**EXERCISE**.
Pull out every line below that contains the word "fill".

**DATA SHOWN**.
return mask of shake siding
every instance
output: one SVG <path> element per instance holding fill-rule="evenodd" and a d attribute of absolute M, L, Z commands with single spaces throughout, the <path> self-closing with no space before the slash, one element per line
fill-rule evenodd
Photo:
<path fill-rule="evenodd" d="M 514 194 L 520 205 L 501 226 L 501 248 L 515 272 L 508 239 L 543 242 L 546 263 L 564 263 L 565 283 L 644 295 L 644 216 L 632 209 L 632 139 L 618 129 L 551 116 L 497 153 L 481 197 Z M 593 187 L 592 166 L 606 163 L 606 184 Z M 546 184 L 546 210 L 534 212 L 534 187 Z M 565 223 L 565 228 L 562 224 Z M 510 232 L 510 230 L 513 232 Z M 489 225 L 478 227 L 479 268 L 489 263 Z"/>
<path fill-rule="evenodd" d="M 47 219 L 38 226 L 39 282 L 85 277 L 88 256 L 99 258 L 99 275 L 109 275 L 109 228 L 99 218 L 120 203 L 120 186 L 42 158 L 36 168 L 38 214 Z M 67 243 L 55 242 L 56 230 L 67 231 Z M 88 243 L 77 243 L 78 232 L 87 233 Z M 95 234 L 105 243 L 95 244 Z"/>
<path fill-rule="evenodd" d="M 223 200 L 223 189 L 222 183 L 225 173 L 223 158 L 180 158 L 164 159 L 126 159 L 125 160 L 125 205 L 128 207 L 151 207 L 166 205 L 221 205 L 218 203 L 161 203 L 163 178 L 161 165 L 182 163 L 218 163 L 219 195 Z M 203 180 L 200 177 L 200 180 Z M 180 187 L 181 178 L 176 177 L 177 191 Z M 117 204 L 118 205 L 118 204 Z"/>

**WRITTEN SOLUTION**.
output: one SVG <path> element per instance holding fill-rule="evenodd" and a d attribute of absolute M, L, Z commands with single spaces throughout, the <path> self-closing with no space before the slash, one element per line
fill-rule evenodd
<path fill-rule="evenodd" d="M 514 194 L 520 205 L 501 226 L 501 248 L 515 272 L 508 239 L 543 242 L 546 263 L 564 263 L 565 283 L 644 295 L 644 216 L 632 209 L 632 139 L 618 129 L 551 116 L 497 153 L 481 197 Z M 593 187 L 592 166 L 606 163 L 606 184 Z M 546 184 L 546 210 L 534 212 L 534 187 Z M 565 223 L 565 228 L 562 224 Z M 510 232 L 510 230 L 513 232 Z M 489 225 L 478 227 L 479 268 L 489 263 Z"/>
<path fill-rule="evenodd" d="M 47 219 L 38 226 L 39 282 L 85 277 L 88 256 L 99 258 L 99 275 L 109 275 L 109 228 L 99 218 L 120 203 L 120 186 L 42 158 L 36 168 L 38 214 Z M 67 243 L 55 242 L 56 230 L 67 231 Z M 88 243 L 77 243 L 78 232 L 87 233 Z M 95 234 L 105 243 L 95 244 Z"/>
<path fill-rule="evenodd" d="M 223 200 L 223 189 L 222 183 L 225 173 L 223 158 L 180 158 L 164 159 L 126 159 L 125 160 L 125 205 L 128 207 L 151 207 L 166 205 L 221 205 L 218 203 L 161 203 L 163 178 L 161 165 L 182 163 L 218 163 L 219 195 Z M 203 180 L 200 177 L 200 180 Z M 180 187 L 181 178 L 176 177 L 177 191 Z M 117 204 L 118 205 L 118 204 Z"/>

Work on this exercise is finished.